--- Document section ---
So much for ‘multiculturalism’.

“Please, Sir, may I have some butter chicken?” The Good Oil. Photoshop by Lushington Brady.

When you’re a woke academic (a tautology?), everything, but everything, is ‘racist’. Except, of course, being very, very racist in the name of so-called ‘anti-racism’. But, I digress. Sombreros are racist. Being polite and punctual is racist. Speaking correct English is racist. Having two parents at home is racist.

And don’t get them started on food.

The Australian Catholic University – which, as the name suggests, is supposed to be traditional – has hired an American expert in critical race theory, “whiteness” and “food studies”. Not the culinary art. Not gastronomy. But rather – and he’s written reams on the topic – how if you’re white and you eat couscous, or pho, you might be doing something racist.
--- Data rows ---
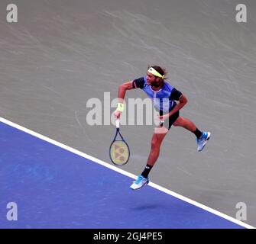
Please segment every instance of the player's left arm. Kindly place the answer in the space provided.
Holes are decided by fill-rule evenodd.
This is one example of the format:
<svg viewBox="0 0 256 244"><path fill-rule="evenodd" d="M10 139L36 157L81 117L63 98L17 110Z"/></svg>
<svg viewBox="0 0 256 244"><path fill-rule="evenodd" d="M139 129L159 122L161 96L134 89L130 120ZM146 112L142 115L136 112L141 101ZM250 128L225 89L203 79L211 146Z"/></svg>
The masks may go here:
<svg viewBox="0 0 256 244"><path fill-rule="evenodd" d="M169 116L171 116L173 114L175 114L176 112L177 112L179 110L180 110L182 108L183 108L186 105L186 103L187 103L187 98L183 94L182 94L178 99L178 102L177 102L177 105L169 113Z"/></svg>

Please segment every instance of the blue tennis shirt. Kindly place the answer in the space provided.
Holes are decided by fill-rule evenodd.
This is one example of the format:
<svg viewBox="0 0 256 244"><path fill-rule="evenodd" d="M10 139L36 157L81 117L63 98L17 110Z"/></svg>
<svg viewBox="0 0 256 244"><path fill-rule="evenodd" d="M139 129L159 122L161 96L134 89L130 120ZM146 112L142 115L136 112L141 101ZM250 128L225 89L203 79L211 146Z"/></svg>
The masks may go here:
<svg viewBox="0 0 256 244"><path fill-rule="evenodd" d="M140 88L152 99L154 108L164 113L170 111L177 104L182 93L164 81L164 85L159 91L154 91L151 85L147 84L147 77L140 77L133 81L133 88Z"/></svg>

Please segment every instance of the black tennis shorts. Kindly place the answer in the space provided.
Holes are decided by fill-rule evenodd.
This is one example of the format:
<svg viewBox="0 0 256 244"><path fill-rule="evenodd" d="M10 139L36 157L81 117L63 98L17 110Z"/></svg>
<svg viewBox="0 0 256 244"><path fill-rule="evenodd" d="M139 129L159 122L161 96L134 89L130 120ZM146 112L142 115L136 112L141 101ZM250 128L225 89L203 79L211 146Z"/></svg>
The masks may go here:
<svg viewBox="0 0 256 244"><path fill-rule="evenodd" d="M160 116L163 115L163 111L160 111L159 115ZM173 115L170 116L169 119L166 119L164 123L160 123L160 127L164 126L167 129L168 128L169 130L179 116L180 116L180 111L177 111Z"/></svg>

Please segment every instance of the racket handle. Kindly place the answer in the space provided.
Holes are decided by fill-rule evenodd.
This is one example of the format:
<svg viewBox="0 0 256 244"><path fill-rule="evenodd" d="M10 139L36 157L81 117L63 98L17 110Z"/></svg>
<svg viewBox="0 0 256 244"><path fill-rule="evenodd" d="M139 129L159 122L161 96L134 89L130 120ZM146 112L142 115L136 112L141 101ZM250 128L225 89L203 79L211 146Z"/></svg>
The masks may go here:
<svg viewBox="0 0 256 244"><path fill-rule="evenodd" d="M120 119L116 119L115 120L115 125L116 125L116 128L119 129L120 127Z"/></svg>

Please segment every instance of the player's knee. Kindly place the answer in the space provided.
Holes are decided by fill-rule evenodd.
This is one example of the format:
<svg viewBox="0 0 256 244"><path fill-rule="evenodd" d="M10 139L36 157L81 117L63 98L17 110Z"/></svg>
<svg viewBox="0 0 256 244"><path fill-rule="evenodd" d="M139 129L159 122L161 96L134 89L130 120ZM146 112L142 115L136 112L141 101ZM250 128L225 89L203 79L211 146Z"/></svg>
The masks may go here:
<svg viewBox="0 0 256 244"><path fill-rule="evenodd" d="M159 147L159 146L160 146L160 143L159 143L157 139L153 139L151 140L151 148L152 149L157 148L157 147Z"/></svg>

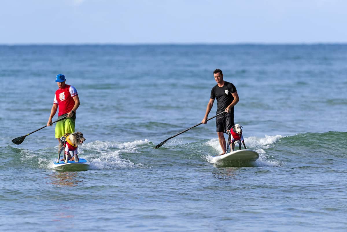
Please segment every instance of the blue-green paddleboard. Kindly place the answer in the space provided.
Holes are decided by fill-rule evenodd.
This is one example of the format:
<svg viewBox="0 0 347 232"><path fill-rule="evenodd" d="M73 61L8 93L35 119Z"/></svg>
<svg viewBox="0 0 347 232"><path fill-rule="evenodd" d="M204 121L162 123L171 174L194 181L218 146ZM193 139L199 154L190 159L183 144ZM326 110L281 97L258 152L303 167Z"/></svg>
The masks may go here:
<svg viewBox="0 0 347 232"><path fill-rule="evenodd" d="M53 164L53 168L56 170L61 171L84 171L88 170L90 163L88 160L79 158L79 161L76 163L74 161L67 161L65 163L64 161L56 161Z"/></svg>

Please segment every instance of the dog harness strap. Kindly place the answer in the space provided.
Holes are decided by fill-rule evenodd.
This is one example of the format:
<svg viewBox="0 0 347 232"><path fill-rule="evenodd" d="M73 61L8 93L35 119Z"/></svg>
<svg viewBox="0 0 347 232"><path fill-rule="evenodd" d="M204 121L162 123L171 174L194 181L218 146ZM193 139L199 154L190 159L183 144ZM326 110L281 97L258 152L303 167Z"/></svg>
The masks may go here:
<svg viewBox="0 0 347 232"><path fill-rule="evenodd" d="M74 144L74 143L72 142L72 141L70 140L69 138L66 138L66 142L68 142L70 145L71 145L71 147L73 147L74 148L77 148L77 146L76 146Z"/></svg>

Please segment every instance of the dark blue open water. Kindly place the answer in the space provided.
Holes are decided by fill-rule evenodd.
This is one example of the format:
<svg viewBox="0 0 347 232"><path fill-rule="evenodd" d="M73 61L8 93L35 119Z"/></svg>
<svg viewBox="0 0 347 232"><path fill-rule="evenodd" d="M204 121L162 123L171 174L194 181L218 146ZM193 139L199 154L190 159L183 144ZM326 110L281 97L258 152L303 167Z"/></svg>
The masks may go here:
<svg viewBox="0 0 347 232"><path fill-rule="evenodd" d="M347 231L347 45L0 46L0 231ZM212 72L256 161L211 163ZM57 172L65 74L91 169ZM209 115L215 114L217 104ZM56 119L56 115L55 118Z"/></svg>

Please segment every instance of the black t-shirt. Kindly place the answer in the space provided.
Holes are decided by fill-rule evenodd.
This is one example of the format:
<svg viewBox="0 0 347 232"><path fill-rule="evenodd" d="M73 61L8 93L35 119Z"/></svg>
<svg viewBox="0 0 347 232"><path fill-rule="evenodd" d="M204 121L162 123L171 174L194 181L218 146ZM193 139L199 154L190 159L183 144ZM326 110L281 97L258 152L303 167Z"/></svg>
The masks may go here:
<svg viewBox="0 0 347 232"><path fill-rule="evenodd" d="M232 102L234 97L232 93L236 91L236 88L232 83L224 81L224 85L220 87L218 84L212 88L211 97L212 99L217 99L217 114L223 112ZM233 111L232 108L232 111Z"/></svg>

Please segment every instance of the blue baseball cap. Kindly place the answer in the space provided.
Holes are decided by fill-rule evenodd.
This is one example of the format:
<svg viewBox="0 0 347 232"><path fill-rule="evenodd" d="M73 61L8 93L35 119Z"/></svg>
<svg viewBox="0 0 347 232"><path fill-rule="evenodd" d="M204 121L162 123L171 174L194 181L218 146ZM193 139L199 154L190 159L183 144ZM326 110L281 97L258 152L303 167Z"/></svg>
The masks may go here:
<svg viewBox="0 0 347 232"><path fill-rule="evenodd" d="M57 80L56 80L56 82L62 82L65 81L65 76L60 73L57 75Z"/></svg>

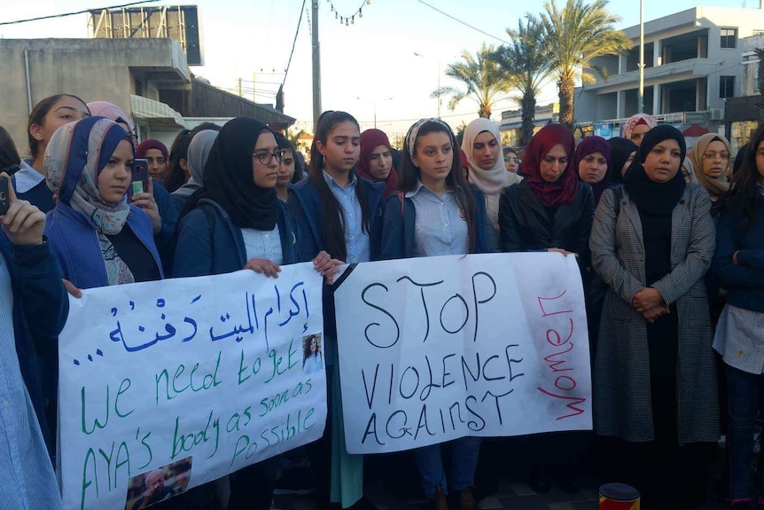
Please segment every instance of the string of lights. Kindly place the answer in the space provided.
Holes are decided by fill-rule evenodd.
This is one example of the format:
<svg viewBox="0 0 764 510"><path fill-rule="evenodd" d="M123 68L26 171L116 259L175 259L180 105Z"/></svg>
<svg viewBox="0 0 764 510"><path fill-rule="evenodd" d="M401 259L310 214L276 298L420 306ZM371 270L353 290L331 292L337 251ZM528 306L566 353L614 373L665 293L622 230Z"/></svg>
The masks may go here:
<svg viewBox="0 0 764 510"><path fill-rule="evenodd" d="M346 27L348 27L350 25L355 25L356 16L358 16L359 18L363 18L363 6L369 5L370 4L371 4L371 0L363 0L363 2L361 4L361 6L355 11L355 12L354 12L350 16L340 16L339 12L337 11L337 7L334 6L334 3L331 0L326 0L326 1L329 3L330 7L331 8L331 12L334 12L334 19L339 20L339 24L340 25L344 24Z"/></svg>

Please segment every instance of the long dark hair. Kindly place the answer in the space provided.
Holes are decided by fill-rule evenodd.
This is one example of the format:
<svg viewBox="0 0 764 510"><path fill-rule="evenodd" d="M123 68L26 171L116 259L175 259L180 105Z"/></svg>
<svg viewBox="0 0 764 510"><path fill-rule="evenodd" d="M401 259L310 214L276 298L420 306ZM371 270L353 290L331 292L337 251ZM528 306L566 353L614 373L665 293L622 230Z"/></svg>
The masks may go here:
<svg viewBox="0 0 764 510"><path fill-rule="evenodd" d="M308 172L313 185L318 190L318 194L321 197L321 214L324 216L324 231L322 232L324 247L333 258L346 260L347 258L347 247L345 245L345 216L342 213L343 217L340 219L339 215L342 208L324 178L324 156L321 155L317 146L318 142L326 145L330 133L338 124L342 122L353 122L358 128L360 135L361 126L350 114L329 110L318 117L316 137L310 146L310 165ZM350 170L350 178L353 179L355 176L355 169L353 169ZM370 231L369 226L370 215L369 214L366 195L365 183L359 178L355 184L355 197L358 203L361 204L361 226L364 232L369 233Z"/></svg>
<svg viewBox="0 0 764 510"><path fill-rule="evenodd" d="M454 157L451 161L451 170L446 176L446 185L454 190L456 194L456 200L464 211L464 216L467 220L467 233L469 235L469 250L470 253L475 253L478 239L475 224L477 205L475 204L475 197L472 196L470 185L467 184L464 174L462 172L462 162L459 158L459 153L456 152L459 150L458 145L456 145L456 137L448 124L435 119L427 121L422 124L417 132L417 138L414 140L413 147L409 145L409 136L406 136L406 139L403 142L403 153L401 154L401 167L398 170L398 187L404 193L412 192L417 187L422 172L419 170L419 167L414 165L411 159L417 155L417 141L419 139L419 137L429 135L430 133L446 133L448 136L448 139L451 140L451 153Z"/></svg>
<svg viewBox="0 0 764 510"><path fill-rule="evenodd" d="M289 138L287 138L281 133L276 133L276 143L278 144L279 149L285 149L292 152L292 157L294 160L294 175L292 176L292 181L290 182L292 184L299 183L302 180L302 177L305 176L305 173L302 169L302 163L297 158L297 151L294 150L294 145L292 145L292 142L289 141Z"/></svg>
<svg viewBox="0 0 764 510"><path fill-rule="evenodd" d="M757 209L760 209L762 200L759 192L759 168L756 165L756 155L759 152L759 145L764 142L764 123L751 135L748 141L748 149L744 155L738 154L743 162L740 169L736 171L732 177L732 185L724 197L724 209L727 208L728 200L736 197L736 206L730 211L735 215L736 228L741 231L747 231L756 219Z"/></svg>
<svg viewBox="0 0 764 510"><path fill-rule="evenodd" d="M90 111L85 101L73 94L56 94L55 96L45 98L35 105L35 107L32 108L32 113L29 114L29 122L27 124L27 138L29 140L29 153L32 155L32 158L36 158L40 152L40 140L35 140L35 137L32 136L32 133L29 132L29 129L32 128L33 124L42 126L43 122L45 121L45 115L48 114L48 112L51 111L53 105L58 103L62 98L74 98L82 103L88 112Z"/></svg>
<svg viewBox="0 0 764 510"><path fill-rule="evenodd" d="M12 175L19 169L20 164L21 158L19 157L13 138L5 128L0 126L0 171Z"/></svg>

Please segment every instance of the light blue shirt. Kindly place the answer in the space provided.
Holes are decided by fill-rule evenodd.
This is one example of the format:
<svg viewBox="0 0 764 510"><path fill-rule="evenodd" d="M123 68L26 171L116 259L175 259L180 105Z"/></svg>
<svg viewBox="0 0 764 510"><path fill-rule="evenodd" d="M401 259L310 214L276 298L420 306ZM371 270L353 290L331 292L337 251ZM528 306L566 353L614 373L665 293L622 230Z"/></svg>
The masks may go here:
<svg viewBox="0 0 764 510"><path fill-rule="evenodd" d="M13 330L13 289L0 254L0 507L63 510L37 415L21 378Z"/></svg>
<svg viewBox="0 0 764 510"><path fill-rule="evenodd" d="M469 252L470 234L464 211L456 193L442 195L418 182L406 193L417 209L414 223L414 256L465 255Z"/></svg>
<svg viewBox="0 0 764 510"><path fill-rule="evenodd" d="M284 252L281 251L278 224L276 224L276 228L272 231L241 229L241 237L244 238L246 260L264 258L278 265L284 263Z"/></svg>
<svg viewBox="0 0 764 510"><path fill-rule="evenodd" d="M345 225L345 246L347 250L347 263L359 262L370 262L371 260L371 244L369 233L363 231L363 216L361 214L361 203L355 196L355 185L358 179L353 176L353 179L344 188L337 184L334 177L324 172L324 179L329 184L331 194L339 202L342 208L340 219ZM333 255L334 254L329 254Z"/></svg>

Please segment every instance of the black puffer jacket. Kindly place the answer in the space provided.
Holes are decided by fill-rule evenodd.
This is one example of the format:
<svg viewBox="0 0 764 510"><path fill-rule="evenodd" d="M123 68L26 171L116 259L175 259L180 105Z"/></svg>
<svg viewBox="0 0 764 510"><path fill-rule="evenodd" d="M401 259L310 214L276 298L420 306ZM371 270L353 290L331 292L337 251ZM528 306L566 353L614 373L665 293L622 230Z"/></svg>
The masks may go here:
<svg viewBox="0 0 764 510"><path fill-rule="evenodd" d="M526 181L504 188L499 201L499 231L505 252L542 251L557 247L579 255L589 265L589 236L594 219L591 186L579 183L573 203L556 209L542 205Z"/></svg>

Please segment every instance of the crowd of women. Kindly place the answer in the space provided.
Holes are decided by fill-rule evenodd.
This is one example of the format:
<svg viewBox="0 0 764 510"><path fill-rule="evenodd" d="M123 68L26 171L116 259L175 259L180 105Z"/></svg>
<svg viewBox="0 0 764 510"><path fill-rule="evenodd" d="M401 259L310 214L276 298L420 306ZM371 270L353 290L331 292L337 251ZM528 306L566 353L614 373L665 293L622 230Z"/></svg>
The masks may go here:
<svg viewBox="0 0 764 510"><path fill-rule="evenodd" d="M363 457L345 449L335 313L352 310L334 308L339 267L498 251L574 256L587 300L596 440L523 438L534 445L526 461L534 488L549 490L555 474L575 490L585 459L606 451L600 473L636 487L643 507L693 507L706 499L723 422L730 505L757 507L764 505L751 469L764 397L764 127L737 154L734 174L721 135L701 137L687 153L676 129L648 115L629 120L623 134L576 146L570 130L548 124L520 161L503 149L489 120L472 122L460 143L431 118L410 127L398 153L384 132L362 133L352 115L329 111L306 168L285 137L253 119L184 130L168 150L157 140L136 145L129 116L114 105L58 95L30 116L29 159L12 155L0 133L3 161L12 154L4 171L14 207L35 218L9 212L3 226L21 245L19 232L42 221L40 242L75 297L95 286L242 269L277 278L285 264L313 261L326 282L325 340L321 358L306 348L307 369L325 367L329 412L308 456L319 501L356 509L373 505L363 498ZM147 160L151 179L131 192L136 157ZM16 335L19 365L39 441L52 456L55 342L29 334ZM457 439L448 456L445 445L414 451L433 508L478 507L480 443ZM269 508L276 471L274 459L261 462L161 505L205 507L217 498L228 508Z"/></svg>

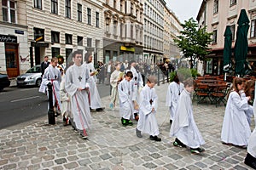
---
__Exercise instructions__:
a: Do these statements agree with the opinion piece about the Australian Catholic University's hire? Answer yes or no for each, and quote the deciding words of the piece.
(i) The university hired an American expert.
(ii) The expert's field is the culinary art.
(iii) The image caption credits Lushington Brady with the Photoshop work.
b: Answer these questions from the opinion piece about the Australian Catholic University's hire.
(i) What dish does the image caption ask for?
(ii) What does the university's name suggest it is supposed to be?
(iii) Which two dishes does the piece name as things a white person might eat?
c: Resume the opinion piece about the Australian Catholic University's food-studies hire, starting right after its last sentence.

__Responses__:
a:
(i) Yes: "has hired an American expert in critical race theory"
(ii) No: "Not the culinary art."
(iii) Yes: "Photoshop by Lushington Brady."

b:
(i) Butter chicken.
(ii) Traditional.
(iii) Couscous and pho.

c:
His name is Dr John Burdick. He’s currently an associate dean at New York University, and starting in January he’ll be director of student experience and enhancement at ACU’s North Sydney campus. In 2018 he wrote a 409-page dissertation about how white people eating ethnic food is deeply problematic.

Now, given the demographics of Good Oil readers, you’re almost certainly old enough to remember the sales pitch for multiculturalism: colourful costumes, exotic cultures and, always, always, the ethnic food. In fact, according to the Multicult, the Anglosphere was a wasteland of boiled cabbage and tripe until the ‘ethnics’ showed up to brighten our dreary lives and palates.

Well, say goodbye to all that. If you’re white and you dare to eat anything more exotic than beans on toast, it’s off to the gulag for you.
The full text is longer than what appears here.